» WHAT NEEDS TO BE DONE: All lines from the one containing "Reviewer note: confirm that each instance of the large" to the end of the material are to be given again exactly; leave out every line before it.
____
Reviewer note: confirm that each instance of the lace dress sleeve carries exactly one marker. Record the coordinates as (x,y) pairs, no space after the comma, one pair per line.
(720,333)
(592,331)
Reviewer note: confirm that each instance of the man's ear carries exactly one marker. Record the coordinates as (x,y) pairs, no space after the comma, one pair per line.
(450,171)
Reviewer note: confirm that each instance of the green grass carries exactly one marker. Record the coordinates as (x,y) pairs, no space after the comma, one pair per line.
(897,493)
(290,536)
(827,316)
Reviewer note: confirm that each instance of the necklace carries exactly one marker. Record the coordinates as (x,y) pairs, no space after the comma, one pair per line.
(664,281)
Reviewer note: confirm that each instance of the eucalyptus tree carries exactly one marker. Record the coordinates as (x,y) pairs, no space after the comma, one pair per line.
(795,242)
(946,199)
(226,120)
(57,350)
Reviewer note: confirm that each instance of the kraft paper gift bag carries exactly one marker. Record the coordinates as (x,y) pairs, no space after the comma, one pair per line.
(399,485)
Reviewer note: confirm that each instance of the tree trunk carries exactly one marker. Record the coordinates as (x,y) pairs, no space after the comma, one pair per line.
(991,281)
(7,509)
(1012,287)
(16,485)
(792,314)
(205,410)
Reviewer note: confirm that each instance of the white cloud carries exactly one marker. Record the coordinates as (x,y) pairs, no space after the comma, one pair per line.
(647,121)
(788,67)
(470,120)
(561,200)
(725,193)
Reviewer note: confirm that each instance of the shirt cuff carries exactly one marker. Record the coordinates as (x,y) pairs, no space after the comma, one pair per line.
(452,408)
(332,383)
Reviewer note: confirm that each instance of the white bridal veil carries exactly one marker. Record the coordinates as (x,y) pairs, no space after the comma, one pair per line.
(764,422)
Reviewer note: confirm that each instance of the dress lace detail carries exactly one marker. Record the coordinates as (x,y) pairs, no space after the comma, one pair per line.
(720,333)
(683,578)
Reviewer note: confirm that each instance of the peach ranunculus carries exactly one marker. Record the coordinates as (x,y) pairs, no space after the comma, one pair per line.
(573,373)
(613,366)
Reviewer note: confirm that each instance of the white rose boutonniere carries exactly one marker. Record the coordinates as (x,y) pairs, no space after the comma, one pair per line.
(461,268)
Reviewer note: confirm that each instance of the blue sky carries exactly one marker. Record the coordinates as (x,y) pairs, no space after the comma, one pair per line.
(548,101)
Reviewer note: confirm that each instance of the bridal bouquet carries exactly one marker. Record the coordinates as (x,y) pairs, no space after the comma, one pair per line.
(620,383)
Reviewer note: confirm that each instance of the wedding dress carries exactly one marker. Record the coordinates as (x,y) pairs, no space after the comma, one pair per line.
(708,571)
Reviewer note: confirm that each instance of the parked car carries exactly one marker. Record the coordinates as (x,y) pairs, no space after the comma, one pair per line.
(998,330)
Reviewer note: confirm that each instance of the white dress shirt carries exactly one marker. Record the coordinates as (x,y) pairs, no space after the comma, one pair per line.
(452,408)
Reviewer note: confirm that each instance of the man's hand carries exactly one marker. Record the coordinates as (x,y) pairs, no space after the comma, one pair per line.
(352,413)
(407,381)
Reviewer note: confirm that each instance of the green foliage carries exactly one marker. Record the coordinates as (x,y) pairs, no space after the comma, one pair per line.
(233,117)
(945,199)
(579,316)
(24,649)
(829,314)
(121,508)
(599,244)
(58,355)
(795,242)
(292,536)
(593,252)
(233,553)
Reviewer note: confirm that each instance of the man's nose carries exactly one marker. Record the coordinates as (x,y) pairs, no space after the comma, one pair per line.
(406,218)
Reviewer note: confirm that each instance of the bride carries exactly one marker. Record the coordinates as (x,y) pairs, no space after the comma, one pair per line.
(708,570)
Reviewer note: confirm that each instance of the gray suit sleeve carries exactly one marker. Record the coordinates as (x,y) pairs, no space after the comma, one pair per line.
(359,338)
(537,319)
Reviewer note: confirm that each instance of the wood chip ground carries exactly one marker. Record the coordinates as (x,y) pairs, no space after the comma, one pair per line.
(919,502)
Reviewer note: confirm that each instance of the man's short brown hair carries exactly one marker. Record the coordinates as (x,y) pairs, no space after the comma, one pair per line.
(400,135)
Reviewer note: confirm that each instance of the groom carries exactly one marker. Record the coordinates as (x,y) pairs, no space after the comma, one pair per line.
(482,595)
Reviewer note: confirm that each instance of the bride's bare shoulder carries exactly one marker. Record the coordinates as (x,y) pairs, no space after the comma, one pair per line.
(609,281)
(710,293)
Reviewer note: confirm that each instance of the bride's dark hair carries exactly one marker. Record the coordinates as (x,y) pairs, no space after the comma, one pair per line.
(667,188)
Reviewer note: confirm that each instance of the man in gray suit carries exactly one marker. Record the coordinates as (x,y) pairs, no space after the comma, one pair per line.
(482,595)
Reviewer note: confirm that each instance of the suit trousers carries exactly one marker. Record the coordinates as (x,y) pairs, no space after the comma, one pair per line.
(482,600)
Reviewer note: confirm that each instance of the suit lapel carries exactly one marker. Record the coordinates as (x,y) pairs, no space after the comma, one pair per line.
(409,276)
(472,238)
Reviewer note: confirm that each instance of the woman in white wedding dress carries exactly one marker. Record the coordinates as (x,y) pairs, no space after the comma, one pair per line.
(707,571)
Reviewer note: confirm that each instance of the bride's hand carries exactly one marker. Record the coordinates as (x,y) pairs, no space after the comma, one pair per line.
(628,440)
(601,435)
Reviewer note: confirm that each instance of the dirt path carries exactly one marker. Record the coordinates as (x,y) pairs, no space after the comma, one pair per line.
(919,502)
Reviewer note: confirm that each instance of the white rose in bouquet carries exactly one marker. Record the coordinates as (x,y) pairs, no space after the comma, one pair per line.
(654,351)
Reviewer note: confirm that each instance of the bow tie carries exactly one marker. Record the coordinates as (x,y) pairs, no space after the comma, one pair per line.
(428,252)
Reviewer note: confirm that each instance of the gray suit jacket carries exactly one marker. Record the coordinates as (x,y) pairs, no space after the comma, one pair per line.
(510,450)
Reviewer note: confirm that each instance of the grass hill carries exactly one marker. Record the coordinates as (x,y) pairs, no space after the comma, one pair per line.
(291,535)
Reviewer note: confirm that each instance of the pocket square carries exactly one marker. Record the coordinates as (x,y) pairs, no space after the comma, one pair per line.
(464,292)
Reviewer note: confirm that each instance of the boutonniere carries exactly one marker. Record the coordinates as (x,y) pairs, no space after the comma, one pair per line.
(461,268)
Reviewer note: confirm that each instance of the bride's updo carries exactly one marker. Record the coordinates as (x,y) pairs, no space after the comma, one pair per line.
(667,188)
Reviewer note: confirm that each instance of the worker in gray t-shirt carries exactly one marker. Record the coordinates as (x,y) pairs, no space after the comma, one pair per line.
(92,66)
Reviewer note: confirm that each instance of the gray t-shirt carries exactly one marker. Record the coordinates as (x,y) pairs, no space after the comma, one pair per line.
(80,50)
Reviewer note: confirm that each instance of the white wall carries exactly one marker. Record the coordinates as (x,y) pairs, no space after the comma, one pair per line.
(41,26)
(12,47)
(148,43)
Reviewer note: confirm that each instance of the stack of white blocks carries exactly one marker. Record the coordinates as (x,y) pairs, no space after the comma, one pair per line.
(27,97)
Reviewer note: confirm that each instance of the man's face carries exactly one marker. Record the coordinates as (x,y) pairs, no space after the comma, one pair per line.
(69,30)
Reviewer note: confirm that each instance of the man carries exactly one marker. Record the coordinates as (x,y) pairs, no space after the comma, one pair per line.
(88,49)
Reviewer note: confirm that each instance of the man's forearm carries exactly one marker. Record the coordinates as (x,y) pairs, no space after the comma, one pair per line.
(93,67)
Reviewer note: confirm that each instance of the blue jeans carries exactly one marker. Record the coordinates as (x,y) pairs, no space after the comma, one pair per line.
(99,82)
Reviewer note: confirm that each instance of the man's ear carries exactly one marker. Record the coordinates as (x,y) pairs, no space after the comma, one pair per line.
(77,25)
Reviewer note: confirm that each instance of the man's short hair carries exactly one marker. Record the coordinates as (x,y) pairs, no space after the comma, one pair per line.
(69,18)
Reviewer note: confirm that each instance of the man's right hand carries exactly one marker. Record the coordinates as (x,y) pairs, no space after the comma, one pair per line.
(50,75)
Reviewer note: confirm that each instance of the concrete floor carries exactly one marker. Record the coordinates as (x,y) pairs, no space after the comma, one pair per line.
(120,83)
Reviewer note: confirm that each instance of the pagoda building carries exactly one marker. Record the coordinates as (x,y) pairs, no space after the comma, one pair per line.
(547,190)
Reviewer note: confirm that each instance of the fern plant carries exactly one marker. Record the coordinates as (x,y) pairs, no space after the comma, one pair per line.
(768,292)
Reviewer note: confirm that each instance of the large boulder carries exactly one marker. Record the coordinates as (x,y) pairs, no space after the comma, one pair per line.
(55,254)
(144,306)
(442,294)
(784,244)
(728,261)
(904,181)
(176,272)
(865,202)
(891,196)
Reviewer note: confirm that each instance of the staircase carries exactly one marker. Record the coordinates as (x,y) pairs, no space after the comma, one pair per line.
____
» ANSWER SECTION:
Reviewer note: confirm that each instance of the large boulder carries exactly one marker. Record the coordinates as (x,y) pairs, no space after the comma, one pair per line.
(55,254)
(144,306)
(442,294)
(784,244)
(728,261)
(904,181)
(176,272)
(865,202)
(891,196)
Reviewer note: confirm that each instance of the staircase carries exactly one marker. Record the coordinates as (x,y) pairs, no space after the comma, one pair per line.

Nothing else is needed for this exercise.